Task instructions —
Repeat back the entries that follow, keeping every word as it is.

........

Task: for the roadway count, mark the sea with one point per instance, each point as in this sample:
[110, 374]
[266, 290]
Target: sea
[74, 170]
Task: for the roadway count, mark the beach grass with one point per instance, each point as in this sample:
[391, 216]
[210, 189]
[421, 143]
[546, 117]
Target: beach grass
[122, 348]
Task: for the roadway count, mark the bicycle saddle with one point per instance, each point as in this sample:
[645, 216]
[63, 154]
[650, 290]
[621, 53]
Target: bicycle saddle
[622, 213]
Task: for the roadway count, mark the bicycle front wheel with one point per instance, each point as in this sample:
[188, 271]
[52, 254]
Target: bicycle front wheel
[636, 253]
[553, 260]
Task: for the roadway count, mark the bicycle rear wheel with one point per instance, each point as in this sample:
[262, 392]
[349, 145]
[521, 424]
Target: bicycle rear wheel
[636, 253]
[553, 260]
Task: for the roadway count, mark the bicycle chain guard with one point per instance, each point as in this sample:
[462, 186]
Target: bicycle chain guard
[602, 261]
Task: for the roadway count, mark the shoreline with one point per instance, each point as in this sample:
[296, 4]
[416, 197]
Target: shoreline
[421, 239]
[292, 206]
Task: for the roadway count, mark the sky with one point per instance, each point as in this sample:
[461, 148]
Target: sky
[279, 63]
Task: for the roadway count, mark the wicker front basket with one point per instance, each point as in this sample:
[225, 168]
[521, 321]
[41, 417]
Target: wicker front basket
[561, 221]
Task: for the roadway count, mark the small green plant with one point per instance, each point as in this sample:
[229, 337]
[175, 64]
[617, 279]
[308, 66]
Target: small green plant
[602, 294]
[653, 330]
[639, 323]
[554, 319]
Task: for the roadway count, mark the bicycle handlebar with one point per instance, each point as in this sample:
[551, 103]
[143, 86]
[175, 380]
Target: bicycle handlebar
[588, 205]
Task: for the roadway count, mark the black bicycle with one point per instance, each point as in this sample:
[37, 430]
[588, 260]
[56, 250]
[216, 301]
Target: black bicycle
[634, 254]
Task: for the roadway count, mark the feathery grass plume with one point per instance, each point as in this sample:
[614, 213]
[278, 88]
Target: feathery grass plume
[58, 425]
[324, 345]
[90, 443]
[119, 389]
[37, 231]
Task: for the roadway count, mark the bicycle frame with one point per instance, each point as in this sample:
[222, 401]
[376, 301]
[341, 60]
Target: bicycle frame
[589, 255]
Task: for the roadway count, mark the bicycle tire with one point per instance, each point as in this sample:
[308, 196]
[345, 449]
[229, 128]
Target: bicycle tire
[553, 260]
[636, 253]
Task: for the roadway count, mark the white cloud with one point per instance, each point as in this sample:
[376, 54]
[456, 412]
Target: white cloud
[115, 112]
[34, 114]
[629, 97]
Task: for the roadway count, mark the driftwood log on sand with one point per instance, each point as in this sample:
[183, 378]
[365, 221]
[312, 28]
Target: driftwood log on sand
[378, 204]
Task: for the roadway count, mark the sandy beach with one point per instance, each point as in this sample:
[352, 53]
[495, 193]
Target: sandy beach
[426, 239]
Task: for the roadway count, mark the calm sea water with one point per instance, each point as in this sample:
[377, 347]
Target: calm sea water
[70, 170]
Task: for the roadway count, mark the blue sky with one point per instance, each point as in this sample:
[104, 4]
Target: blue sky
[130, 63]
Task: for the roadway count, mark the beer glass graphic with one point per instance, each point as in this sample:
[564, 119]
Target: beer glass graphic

........

Response —
Task: for the roadway count, mark the sea with one point per instance, each point as in this sample:
[110, 374]
[266, 290]
Target: sea
[74, 170]
Task: for the roadway count, mark the beach grass with one point per instance, each point as in this sample:
[391, 216]
[210, 189]
[421, 143]
[546, 117]
Target: beach grass
[122, 348]
Task: for the roadway count, mark the bicycle saddle with one point per instance, each point as in this sample:
[645, 216]
[63, 154]
[650, 290]
[621, 53]
Target: bicycle saddle
[622, 213]
Task: for the roadway count, mark the bicycle front wheel with one point per instance, each point as in this sample:
[188, 271]
[52, 254]
Target: bicycle front wheel
[636, 253]
[553, 260]
Task: for the roadway count, mark the bicycle rear wheel with one point per instance, each point as in this sample:
[262, 392]
[349, 145]
[521, 424]
Target: bicycle rear wheel
[636, 253]
[553, 260]
Task: for the roadway count, mark the bicycle chain guard with one point per instance, each point as in this sample:
[462, 186]
Target: bicycle chain guard
[602, 261]
Task: for the roadway count, mark the shoreline with one point per instance, each point as in this sample:
[296, 4]
[416, 197]
Target: shoreline
[421, 239]
[292, 206]
Task: for the roadway count, mark the sky with one point per instance, each point as in this sample:
[461, 148]
Target: sky
[279, 63]
Task: for the roadway count, mark the wicker front basket with one point per instance, each point as in this sample:
[225, 168]
[521, 321]
[41, 417]
Target: wicker front basket
[561, 221]
Task: for the roadway count, mark the small green plant with one point per instance, each point as in this sample:
[229, 337]
[175, 64]
[617, 279]
[308, 66]
Target: small green plant
[602, 294]
[653, 330]
[639, 323]
[554, 319]
Task: for the roadway count, mark the bicycle handlebar with one point per instance, each point as in this sample:
[551, 103]
[143, 86]
[175, 380]
Target: bicycle handlebar
[588, 205]
Task: for the roadway count, mark the black bicycle with one point per instance, each point as in this sample:
[37, 430]
[588, 260]
[56, 250]
[216, 301]
Target: black bicycle
[634, 254]
Task: for the roadway count, mark the feathery grass plume with one point per instance, each point as in this sample:
[614, 213]
[278, 88]
Target: feathery grass plume
[58, 425]
[324, 345]
[90, 443]
[119, 389]
[37, 231]
Task: for the roadway count, mark the bicycle frame with one point per instance, each point as in this sample:
[222, 401]
[376, 301]
[341, 60]
Target: bicycle frame
[589, 255]
Task: for the roadway count, mark the bicycle tire with one point per instance, each point as in this sample:
[308, 196]
[345, 449]
[229, 128]
Target: bicycle tire
[553, 260]
[636, 253]
Task: for the roadway count, mark the white cloud with one point per instance, each point as in this sample:
[376, 54]
[456, 412]
Target: white cloud
[115, 112]
[34, 114]
[629, 97]
Task: for the roadway count, mark the driftwood log on sand with one point per instance, each point as in this sample:
[183, 378]
[365, 221]
[312, 28]
Target: driftwood log on sand
[378, 204]
Task: for the roadway count, mark the sandy beach with one point per instance, each point as in this sample:
[352, 53]
[495, 193]
Target: sandy beach
[426, 239]
Task: for the roadway count, mark the calm sea water with one point per instance, each point as in this sample:
[377, 347]
Target: calm sea water
[70, 170]
Task: for the roadway count, mark the blue sky with one point per instance, each point as in this sample:
[104, 4]
Target: blue sky
[130, 63]
Task: for the roadway count, mark the beer glass graphic with one point per instance, each point as in this sample:
[564, 119]
Target: beer glass graphic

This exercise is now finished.